* Goal
Locate each line in the rows below that contains the string "background", matching case exactly, and copy every such line.

— START Provided data —

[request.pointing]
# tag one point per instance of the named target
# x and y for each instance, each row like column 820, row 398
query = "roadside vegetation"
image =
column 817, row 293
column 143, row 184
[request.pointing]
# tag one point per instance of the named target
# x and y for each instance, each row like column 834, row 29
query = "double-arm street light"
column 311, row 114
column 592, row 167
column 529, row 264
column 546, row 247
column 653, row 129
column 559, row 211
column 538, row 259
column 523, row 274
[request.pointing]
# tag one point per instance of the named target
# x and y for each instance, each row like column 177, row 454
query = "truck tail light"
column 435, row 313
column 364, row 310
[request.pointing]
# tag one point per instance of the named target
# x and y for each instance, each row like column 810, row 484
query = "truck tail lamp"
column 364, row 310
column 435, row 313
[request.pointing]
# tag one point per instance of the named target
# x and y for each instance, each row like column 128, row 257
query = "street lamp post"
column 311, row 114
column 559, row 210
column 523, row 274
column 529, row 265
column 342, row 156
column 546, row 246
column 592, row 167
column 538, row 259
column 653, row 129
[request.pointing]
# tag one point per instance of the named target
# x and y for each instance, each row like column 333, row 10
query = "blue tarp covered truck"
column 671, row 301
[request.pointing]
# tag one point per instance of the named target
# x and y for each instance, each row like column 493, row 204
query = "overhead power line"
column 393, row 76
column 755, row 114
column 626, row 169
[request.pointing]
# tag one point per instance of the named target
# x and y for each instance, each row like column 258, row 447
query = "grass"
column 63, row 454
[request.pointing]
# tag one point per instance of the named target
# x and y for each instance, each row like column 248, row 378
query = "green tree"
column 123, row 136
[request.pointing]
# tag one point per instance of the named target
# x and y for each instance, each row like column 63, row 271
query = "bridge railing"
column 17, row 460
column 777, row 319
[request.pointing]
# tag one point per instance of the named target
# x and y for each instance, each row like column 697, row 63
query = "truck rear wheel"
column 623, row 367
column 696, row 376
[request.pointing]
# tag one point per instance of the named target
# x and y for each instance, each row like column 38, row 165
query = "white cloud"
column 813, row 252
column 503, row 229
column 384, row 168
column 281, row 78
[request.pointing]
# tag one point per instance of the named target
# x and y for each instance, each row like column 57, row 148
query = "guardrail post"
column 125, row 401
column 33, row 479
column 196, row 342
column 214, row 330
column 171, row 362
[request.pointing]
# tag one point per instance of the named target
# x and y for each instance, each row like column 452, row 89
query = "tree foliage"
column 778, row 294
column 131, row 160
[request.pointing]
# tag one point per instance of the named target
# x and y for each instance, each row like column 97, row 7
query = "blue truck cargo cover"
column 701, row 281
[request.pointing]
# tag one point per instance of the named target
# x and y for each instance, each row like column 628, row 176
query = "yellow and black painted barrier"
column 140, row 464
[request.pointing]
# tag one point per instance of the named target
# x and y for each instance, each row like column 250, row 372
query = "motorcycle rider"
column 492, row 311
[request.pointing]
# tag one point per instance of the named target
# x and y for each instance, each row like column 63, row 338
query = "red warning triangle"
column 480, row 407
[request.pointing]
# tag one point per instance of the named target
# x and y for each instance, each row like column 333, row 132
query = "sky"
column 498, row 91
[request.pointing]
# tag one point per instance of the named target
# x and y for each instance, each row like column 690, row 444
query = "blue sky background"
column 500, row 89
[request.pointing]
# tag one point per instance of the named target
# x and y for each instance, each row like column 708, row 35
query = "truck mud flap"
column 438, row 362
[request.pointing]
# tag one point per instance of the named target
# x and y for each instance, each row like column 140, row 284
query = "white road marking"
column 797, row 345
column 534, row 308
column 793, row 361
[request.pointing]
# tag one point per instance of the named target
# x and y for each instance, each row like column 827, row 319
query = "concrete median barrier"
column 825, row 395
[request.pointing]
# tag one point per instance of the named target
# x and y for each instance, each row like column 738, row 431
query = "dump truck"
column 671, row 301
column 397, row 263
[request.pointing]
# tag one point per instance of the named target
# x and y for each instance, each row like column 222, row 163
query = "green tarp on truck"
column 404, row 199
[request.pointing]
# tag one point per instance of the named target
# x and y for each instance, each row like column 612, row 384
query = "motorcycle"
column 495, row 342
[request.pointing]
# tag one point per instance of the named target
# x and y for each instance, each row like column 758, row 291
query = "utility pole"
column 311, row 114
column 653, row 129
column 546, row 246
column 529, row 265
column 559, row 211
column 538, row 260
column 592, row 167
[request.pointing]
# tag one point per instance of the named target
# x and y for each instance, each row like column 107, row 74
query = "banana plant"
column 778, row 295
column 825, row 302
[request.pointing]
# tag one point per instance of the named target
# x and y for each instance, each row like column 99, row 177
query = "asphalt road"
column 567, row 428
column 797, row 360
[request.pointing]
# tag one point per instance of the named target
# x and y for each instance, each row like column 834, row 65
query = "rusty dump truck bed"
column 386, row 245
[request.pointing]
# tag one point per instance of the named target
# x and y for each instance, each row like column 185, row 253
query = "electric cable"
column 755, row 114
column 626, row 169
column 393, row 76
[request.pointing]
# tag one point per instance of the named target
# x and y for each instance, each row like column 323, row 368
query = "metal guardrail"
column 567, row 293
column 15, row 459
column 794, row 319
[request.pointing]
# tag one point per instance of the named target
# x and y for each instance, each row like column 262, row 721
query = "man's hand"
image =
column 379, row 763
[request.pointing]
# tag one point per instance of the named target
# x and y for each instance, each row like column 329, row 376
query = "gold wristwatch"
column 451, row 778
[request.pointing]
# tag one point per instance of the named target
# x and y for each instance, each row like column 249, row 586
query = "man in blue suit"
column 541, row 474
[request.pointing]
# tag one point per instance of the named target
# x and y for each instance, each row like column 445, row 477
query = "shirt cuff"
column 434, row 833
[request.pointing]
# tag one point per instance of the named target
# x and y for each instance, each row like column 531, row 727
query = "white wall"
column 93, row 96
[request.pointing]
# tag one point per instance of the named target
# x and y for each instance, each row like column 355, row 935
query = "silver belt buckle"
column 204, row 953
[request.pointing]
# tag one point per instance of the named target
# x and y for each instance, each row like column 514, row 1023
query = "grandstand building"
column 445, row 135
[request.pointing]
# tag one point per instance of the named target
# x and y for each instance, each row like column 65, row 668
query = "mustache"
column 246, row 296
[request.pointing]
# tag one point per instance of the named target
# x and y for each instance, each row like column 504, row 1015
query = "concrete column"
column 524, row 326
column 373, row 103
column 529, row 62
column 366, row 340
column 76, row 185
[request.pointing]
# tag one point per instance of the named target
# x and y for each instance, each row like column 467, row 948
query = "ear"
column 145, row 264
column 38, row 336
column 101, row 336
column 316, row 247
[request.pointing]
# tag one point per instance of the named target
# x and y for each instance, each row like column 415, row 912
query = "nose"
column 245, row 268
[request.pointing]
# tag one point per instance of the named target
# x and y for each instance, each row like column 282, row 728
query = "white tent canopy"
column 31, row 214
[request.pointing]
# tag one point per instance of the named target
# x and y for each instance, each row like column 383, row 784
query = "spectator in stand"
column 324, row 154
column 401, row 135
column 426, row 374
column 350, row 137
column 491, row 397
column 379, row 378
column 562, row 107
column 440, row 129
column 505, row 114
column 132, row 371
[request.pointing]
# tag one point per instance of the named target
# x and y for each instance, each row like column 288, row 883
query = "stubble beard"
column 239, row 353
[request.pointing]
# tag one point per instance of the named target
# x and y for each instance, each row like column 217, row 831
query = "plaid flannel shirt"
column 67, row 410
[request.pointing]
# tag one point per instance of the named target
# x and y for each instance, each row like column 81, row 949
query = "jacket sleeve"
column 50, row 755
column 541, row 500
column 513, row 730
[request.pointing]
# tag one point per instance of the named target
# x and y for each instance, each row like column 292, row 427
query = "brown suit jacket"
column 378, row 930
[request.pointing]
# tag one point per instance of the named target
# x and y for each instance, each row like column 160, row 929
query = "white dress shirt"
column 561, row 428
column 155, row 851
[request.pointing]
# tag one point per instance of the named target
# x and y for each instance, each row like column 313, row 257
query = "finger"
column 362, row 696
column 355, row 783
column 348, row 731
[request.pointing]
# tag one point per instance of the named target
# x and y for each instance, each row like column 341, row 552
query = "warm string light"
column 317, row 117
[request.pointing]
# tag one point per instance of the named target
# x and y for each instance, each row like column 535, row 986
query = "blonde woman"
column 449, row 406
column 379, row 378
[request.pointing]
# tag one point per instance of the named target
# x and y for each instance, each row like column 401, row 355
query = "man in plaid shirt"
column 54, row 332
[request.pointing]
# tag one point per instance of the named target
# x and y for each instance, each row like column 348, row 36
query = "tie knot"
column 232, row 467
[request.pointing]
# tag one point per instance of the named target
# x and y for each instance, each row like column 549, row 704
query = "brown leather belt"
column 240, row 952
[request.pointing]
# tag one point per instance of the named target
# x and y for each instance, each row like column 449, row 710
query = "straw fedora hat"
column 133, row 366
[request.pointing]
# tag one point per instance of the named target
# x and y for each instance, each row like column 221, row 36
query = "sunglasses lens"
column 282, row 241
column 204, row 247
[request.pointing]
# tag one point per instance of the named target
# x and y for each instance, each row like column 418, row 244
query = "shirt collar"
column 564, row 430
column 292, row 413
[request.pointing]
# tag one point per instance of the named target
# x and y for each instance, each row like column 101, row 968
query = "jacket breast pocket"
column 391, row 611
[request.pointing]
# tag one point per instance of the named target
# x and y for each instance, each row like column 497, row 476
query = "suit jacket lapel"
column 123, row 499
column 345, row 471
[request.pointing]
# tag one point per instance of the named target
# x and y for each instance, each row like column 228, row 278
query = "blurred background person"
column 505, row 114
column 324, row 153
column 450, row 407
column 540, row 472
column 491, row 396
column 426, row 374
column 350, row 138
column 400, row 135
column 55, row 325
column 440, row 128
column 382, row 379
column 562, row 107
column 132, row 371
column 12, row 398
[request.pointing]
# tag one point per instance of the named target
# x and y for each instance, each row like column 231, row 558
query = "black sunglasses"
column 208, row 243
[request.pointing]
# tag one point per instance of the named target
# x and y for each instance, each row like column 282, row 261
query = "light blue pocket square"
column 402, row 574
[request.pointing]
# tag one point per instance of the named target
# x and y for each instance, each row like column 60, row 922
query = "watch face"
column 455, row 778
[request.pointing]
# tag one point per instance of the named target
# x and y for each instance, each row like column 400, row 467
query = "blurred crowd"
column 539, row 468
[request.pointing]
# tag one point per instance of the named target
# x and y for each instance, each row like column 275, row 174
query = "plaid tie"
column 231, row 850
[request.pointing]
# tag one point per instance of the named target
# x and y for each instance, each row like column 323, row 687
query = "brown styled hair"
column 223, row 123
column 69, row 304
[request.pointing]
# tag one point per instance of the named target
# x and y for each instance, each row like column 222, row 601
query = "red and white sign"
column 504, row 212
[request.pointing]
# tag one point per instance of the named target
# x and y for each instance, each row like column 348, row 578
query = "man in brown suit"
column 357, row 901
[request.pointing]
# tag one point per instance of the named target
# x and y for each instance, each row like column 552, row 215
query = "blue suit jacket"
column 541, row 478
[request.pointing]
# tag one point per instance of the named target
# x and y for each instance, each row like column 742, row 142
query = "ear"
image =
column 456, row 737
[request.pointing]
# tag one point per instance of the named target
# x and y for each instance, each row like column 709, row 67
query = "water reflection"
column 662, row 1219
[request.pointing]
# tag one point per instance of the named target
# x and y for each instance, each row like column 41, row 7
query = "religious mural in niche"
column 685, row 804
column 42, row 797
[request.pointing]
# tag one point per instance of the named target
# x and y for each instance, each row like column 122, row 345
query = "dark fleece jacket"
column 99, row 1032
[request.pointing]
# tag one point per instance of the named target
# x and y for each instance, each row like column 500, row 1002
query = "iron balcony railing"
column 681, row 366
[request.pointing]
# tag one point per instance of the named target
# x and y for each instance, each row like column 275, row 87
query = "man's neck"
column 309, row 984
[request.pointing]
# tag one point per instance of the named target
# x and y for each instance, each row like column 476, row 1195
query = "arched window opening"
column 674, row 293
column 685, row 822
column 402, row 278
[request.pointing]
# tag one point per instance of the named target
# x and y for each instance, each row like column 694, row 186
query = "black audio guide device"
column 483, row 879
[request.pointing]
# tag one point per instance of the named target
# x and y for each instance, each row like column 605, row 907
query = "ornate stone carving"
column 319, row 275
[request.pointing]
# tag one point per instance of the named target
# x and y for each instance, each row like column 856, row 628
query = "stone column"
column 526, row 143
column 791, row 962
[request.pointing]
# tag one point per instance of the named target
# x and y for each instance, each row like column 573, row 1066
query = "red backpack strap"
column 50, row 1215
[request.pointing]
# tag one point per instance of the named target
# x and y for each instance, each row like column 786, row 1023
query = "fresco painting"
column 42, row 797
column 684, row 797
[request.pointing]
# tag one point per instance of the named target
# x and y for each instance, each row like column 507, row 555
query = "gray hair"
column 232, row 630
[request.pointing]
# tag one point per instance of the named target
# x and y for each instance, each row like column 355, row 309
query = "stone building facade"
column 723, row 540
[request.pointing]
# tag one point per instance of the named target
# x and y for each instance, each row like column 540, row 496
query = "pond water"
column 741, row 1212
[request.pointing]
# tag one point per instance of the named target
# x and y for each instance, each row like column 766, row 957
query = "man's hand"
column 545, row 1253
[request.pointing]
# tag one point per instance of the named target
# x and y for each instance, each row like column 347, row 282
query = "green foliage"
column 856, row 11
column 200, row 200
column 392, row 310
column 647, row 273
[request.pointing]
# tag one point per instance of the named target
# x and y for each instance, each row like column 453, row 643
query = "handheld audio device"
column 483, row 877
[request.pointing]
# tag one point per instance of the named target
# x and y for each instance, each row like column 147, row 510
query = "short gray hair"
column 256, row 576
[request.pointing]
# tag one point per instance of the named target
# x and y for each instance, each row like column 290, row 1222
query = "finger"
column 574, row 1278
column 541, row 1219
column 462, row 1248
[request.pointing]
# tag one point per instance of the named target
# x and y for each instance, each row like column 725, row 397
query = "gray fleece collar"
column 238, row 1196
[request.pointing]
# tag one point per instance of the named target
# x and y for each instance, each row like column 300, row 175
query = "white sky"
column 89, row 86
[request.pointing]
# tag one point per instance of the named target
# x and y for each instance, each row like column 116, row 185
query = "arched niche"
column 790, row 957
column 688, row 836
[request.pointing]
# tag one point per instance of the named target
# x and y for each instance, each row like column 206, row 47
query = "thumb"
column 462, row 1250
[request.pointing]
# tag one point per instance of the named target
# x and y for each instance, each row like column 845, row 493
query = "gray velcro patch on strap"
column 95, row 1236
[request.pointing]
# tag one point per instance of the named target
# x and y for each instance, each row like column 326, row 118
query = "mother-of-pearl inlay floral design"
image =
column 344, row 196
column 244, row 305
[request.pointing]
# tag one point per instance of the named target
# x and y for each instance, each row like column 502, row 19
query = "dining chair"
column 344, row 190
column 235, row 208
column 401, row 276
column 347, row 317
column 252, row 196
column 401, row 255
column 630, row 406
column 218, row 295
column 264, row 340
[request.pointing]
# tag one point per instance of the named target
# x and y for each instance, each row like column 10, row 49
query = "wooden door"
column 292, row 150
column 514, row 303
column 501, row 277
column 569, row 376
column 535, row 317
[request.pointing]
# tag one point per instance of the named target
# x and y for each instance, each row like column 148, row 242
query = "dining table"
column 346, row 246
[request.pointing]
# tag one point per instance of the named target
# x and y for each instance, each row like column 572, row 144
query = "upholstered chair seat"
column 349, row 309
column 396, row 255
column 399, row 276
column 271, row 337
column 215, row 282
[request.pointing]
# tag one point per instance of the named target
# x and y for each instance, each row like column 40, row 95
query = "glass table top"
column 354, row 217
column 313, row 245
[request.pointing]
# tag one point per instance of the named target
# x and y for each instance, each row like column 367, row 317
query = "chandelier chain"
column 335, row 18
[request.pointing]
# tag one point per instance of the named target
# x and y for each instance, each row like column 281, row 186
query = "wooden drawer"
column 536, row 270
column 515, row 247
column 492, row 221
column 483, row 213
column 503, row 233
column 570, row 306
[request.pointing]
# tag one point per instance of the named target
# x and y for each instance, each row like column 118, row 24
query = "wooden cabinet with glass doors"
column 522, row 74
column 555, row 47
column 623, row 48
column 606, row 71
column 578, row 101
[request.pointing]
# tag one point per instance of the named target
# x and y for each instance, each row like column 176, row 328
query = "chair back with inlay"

— END Provided data —

* Solved problem
query = "blue sky background"
query = "blurred background person"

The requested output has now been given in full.